*Work order*
Keep the pictures out of the copy and repeat the records exactly.

*The records*
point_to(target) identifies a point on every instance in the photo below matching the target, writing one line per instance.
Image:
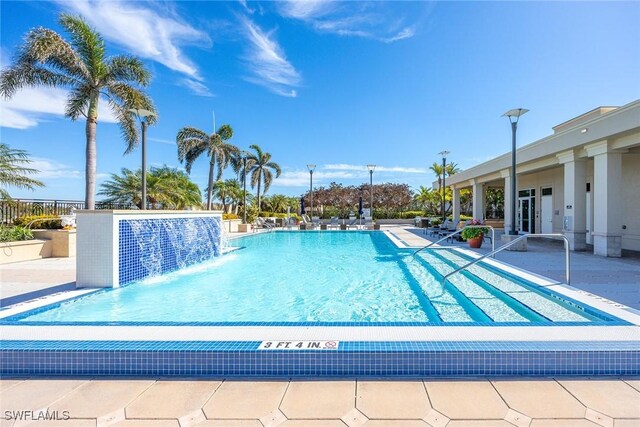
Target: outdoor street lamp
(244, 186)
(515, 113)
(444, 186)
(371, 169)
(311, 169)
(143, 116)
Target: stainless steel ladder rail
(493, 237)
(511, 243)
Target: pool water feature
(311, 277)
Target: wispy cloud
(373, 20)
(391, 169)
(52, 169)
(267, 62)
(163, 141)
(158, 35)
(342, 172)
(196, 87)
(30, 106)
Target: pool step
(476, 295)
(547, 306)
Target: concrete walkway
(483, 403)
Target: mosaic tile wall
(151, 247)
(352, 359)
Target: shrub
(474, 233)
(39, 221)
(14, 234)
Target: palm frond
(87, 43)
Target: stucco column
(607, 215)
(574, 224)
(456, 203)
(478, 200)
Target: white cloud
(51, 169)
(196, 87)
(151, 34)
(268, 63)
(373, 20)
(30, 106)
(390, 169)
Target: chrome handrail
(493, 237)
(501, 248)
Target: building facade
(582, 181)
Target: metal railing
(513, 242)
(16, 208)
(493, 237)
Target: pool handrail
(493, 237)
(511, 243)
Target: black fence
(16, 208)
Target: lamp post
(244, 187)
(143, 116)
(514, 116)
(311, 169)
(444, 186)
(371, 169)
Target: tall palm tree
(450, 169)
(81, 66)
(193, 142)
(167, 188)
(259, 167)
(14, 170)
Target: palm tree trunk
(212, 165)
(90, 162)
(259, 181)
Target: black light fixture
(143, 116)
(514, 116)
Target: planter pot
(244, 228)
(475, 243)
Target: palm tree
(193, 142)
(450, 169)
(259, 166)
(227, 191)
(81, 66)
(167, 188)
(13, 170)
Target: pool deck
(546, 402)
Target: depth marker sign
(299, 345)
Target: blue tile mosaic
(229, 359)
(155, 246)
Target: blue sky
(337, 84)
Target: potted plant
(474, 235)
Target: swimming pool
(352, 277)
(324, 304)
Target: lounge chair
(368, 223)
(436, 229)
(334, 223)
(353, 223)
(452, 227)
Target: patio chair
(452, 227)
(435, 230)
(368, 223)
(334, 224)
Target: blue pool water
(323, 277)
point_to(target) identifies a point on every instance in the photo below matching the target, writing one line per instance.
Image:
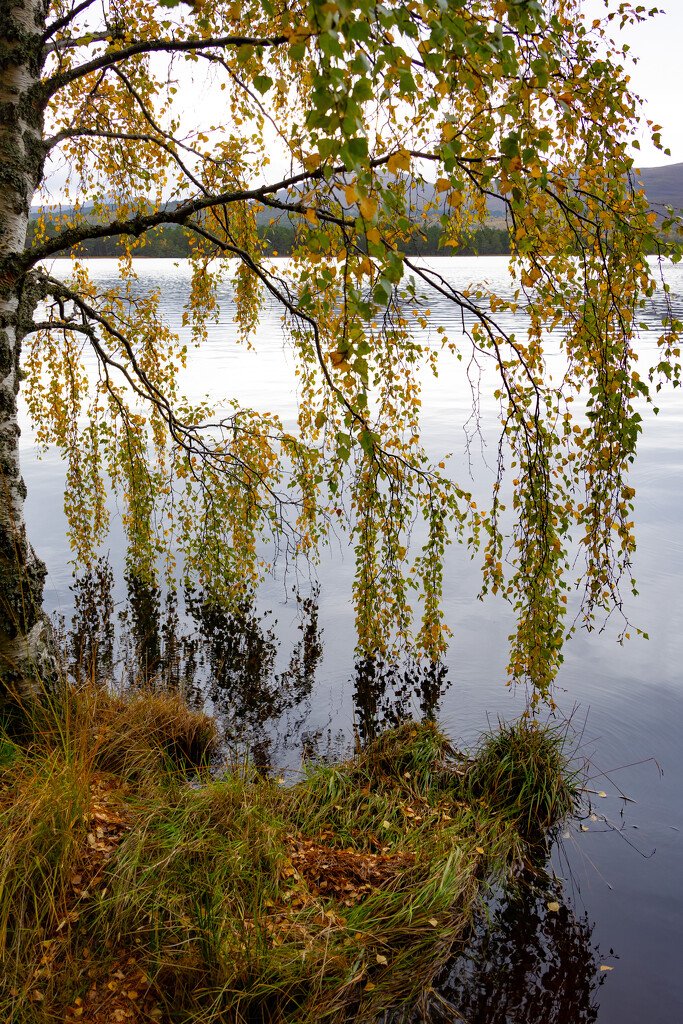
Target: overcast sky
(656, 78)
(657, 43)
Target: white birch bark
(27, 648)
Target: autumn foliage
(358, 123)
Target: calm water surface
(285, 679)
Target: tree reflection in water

*Answer below*
point_to(target) identifies a point on every instance in the photo below matching the target, writing one line per instance.
Image:
Target: outdoor street lamp
(244, 186)
(515, 113)
(444, 186)
(371, 169)
(311, 169)
(143, 116)
Target: stainless steel ladder rail
(493, 237)
(511, 243)
Target: pool water feature
(311, 277)
Target: wispy cloud
(373, 20)
(391, 169)
(52, 169)
(267, 62)
(163, 141)
(158, 35)
(342, 172)
(196, 87)
(30, 106)
Target: pool step
(476, 295)
(547, 306)
Target: concrete walkway
(483, 403)
Target: mosaic tile wall
(151, 247)
(352, 359)
Target: shrub
(474, 233)
(39, 221)
(14, 234)
Target: palm frond
(87, 43)
Target: stucco column
(607, 215)
(574, 224)
(456, 203)
(478, 200)
Target: white cloud
(51, 169)
(196, 87)
(151, 34)
(268, 63)
(373, 20)
(30, 106)
(390, 169)
Target: chrome handrail
(493, 237)
(501, 248)
Target: building facade
(582, 181)
Target: metal railing
(513, 242)
(16, 208)
(493, 237)
Target: pool handrail
(493, 237)
(511, 243)
Target: black fence
(16, 208)
Target: lamp post
(244, 187)
(143, 116)
(514, 116)
(311, 169)
(444, 186)
(371, 169)
Target: tall palm tree
(450, 169)
(81, 66)
(193, 142)
(167, 188)
(259, 167)
(14, 170)
Target: palm tree trunk
(212, 165)
(90, 162)
(259, 181)
Target: black light fixture
(143, 116)
(514, 116)
Target: planter pot
(244, 228)
(475, 243)
Target: palm tree
(193, 142)
(450, 169)
(259, 166)
(227, 191)
(81, 66)
(167, 188)
(13, 170)
Target: pool deck
(546, 402)
Target: depth marker sign
(299, 345)
Target: blue tile mosaic
(229, 359)
(155, 246)
Target: blue sky
(337, 84)
Target: potted plant
(474, 235)
Target: swimming pool
(352, 277)
(324, 304)
Target: lounge chair
(368, 223)
(436, 229)
(334, 223)
(353, 223)
(452, 227)
Target: patio chair
(452, 227)
(435, 230)
(368, 223)
(334, 224)
Target: blue pool water
(323, 277)
point_to(target) identifies a point on every instance in the photo below matching the target, writing one line per instance.
Image:
Target: overcast sky
(656, 78)
(657, 43)
Target: white birch bark
(27, 648)
Target: autumn foliage
(358, 123)
Target: calm water surface
(285, 679)
Target: tree reflection in water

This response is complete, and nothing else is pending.